Der begrenzte Rahmen dieser Bachelorarbeit lässt nur einen historischen Ansatz der Untersuchung des Kolportageromans zu. Der Schwerpunkt liegt auf den buchwissenschaftlichen Aspekten des Kolportageromans und nicht auf den literaturwissenschaftlichen. Um über den Kolportageroman sprechen zu können, muss man Geschichte und System der Kolportage kennen und verstehen. Um diese zu erläutern, wird zunächst ein Blick auf die Rahmenbedingungen des Buchhandels Ende des 19. Jahrhunderts geworfen, da die wirtschaftlichen und gesellschaftlichen Veränderungen der Zeit relevant für den Erfolg des Kolportageromans waren. Im Anschluss wird der Begriff der Kolportage kurz definiert, das Prinzip erläutert, die Geschichte und die Beteiligten vorgestellt und kurz auf die historisch-politische Lage eingegangen. Es folgt eingebunden in die oben genannten Erläuterungen die eigentliche Untersuchung des historischen Kolportageromans. „Das Waldröschen“ und der Autor May werden kurz vorgestellt, um daran dann allgemeine Merkmale eines Kolportageromans herauszuarbeiten. Im Anschluss soll versucht werden, die anfangs gestellte Frage nach Gewinner und Verlierer zu beantworten. Hierzu scheint es sinnvoll auf die Rolle der Verleger, im Falle des Waldröschens dem Münchmeyer-Verlag, die der Autoren, im Rahmen dieser Arbeit also May und zuletzt auf ihre Kunden, die Leser, einzugehen. Ziel ist, herauszuarbeiten, wer das größere wirtschaftliche Interesse an der Erstellung und Vertrieb der Kolportageromane hatte und am Ende den größeren wirtschaftlichen Nutzen hieraus gezogen hat.

2. Das Geschäftsmodell der Kolportage

Zunächst wird in dieser Arbeit auf das System der Kolportage eingegangen. Dabei wird ein Blick auf die Rahmenbedingungen des Buchhandels, den Kolporteur und die Kolportagebuchhandlungen sowie ihre geschäftliche Beziehung zueinander geworfen.

··········

Aufgabe 1: Ermittle, wie viele Zeilen der Auflistung die Zeichenfolge „granite“ enthalten, wobei Groß- und Kleinschreibung zählt. Antworte nur mit der Zahl.
Der Lesetext und die Auflistung haben inhaltlich nichts miteinander zu tun.

Vorliegende Auflistung:
··········

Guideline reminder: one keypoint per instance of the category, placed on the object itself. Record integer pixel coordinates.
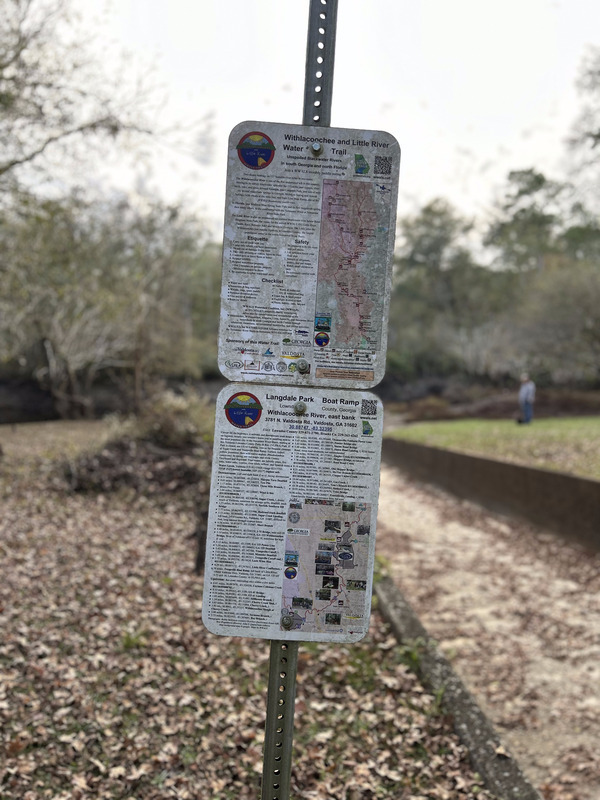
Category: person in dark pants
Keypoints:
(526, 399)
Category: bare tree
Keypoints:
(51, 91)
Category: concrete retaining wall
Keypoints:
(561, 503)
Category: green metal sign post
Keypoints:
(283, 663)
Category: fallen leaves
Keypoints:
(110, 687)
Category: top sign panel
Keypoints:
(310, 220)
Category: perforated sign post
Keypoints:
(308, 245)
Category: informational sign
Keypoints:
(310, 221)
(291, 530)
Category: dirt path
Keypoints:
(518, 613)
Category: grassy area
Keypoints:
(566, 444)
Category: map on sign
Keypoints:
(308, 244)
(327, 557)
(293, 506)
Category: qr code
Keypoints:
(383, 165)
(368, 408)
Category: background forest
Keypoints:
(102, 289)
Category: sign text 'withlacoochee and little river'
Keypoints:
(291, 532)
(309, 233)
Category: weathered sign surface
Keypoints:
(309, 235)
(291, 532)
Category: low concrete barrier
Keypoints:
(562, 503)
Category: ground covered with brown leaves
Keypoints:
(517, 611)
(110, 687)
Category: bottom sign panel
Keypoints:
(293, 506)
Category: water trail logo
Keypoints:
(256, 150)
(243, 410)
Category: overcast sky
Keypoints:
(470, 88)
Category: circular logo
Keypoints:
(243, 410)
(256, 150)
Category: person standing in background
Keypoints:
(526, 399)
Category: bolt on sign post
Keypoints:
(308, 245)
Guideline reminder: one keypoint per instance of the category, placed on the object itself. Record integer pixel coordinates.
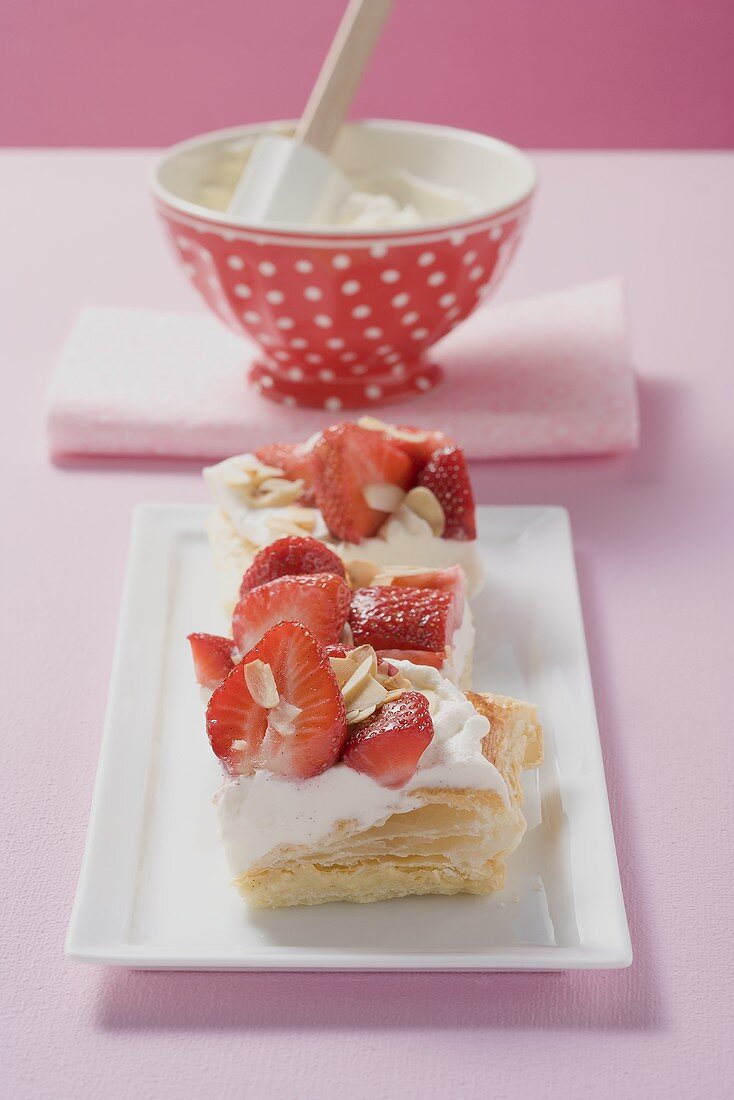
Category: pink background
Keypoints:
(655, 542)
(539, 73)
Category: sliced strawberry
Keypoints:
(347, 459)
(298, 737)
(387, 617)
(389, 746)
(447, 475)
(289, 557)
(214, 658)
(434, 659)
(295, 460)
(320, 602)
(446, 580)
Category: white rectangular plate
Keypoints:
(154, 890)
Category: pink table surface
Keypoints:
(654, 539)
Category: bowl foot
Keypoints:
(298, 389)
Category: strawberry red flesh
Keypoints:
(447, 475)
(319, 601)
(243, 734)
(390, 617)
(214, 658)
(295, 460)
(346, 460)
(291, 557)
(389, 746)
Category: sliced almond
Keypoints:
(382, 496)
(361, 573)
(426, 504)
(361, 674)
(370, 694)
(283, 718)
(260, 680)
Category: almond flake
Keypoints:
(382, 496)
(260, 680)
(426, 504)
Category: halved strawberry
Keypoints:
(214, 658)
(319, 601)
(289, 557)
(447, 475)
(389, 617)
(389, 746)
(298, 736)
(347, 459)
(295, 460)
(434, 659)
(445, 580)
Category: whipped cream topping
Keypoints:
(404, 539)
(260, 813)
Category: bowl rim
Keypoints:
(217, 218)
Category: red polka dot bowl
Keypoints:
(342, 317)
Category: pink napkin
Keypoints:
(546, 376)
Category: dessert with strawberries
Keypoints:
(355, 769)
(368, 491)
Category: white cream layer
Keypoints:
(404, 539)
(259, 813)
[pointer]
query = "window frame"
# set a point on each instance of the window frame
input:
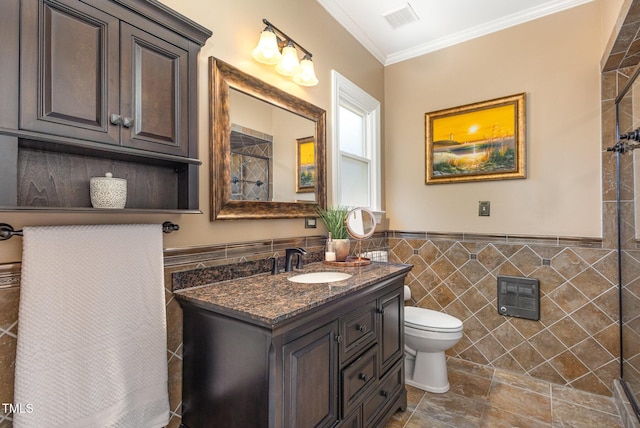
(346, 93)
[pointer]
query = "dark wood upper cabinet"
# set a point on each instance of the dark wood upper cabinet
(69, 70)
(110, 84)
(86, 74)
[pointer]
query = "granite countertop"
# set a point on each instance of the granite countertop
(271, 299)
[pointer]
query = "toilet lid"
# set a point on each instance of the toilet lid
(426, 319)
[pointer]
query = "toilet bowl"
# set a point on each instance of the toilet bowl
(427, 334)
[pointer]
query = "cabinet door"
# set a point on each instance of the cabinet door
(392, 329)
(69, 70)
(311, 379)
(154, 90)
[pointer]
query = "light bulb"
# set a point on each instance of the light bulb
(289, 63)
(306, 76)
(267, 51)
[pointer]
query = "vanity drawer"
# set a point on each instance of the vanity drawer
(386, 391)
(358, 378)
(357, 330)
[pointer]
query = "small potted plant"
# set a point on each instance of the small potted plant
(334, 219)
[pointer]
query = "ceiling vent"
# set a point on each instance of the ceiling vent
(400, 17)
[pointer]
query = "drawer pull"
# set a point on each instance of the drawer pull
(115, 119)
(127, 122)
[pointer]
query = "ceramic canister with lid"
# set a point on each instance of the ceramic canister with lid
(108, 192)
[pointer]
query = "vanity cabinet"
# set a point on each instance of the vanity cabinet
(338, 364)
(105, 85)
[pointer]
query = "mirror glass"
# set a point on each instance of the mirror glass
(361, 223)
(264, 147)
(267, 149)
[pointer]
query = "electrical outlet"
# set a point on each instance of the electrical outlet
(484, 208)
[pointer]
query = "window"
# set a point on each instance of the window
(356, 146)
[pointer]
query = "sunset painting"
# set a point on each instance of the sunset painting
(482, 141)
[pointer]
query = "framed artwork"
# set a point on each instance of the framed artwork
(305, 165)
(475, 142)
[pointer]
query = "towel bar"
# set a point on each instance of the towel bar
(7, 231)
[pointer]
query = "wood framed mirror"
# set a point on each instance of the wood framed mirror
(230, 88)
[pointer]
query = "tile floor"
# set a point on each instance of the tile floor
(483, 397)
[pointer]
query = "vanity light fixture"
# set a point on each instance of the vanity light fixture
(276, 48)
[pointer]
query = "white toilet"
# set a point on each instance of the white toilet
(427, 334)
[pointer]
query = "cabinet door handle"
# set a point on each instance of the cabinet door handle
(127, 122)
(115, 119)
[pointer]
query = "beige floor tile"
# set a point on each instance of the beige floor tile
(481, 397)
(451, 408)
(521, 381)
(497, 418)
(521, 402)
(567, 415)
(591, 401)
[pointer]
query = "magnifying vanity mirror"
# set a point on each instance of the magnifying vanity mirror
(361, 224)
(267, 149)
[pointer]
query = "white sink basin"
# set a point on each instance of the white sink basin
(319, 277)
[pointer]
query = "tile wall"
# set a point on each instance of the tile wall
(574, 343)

··········

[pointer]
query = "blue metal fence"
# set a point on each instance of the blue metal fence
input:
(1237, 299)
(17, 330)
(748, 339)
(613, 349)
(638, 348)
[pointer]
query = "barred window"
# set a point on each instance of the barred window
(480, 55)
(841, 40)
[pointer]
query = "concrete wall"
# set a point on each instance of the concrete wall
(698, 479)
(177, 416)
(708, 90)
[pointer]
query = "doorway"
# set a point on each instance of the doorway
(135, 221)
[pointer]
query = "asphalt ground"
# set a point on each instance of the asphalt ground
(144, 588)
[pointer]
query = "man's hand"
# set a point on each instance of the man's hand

··········

Aufgabe 2: Nenne bitte alle Beteiligten, deren Rolle laut Lesetext bei der Frage nach Gewinner und Verlierer untersucht werden soll.

Richtige Antwort 1: 2

Richtige Antwort 2: Die Verleger (im Fall des Waldröschens der Münchmeyer-Verlag), die Autoren (in dieser Arbeit May) und die Leser als Kunden.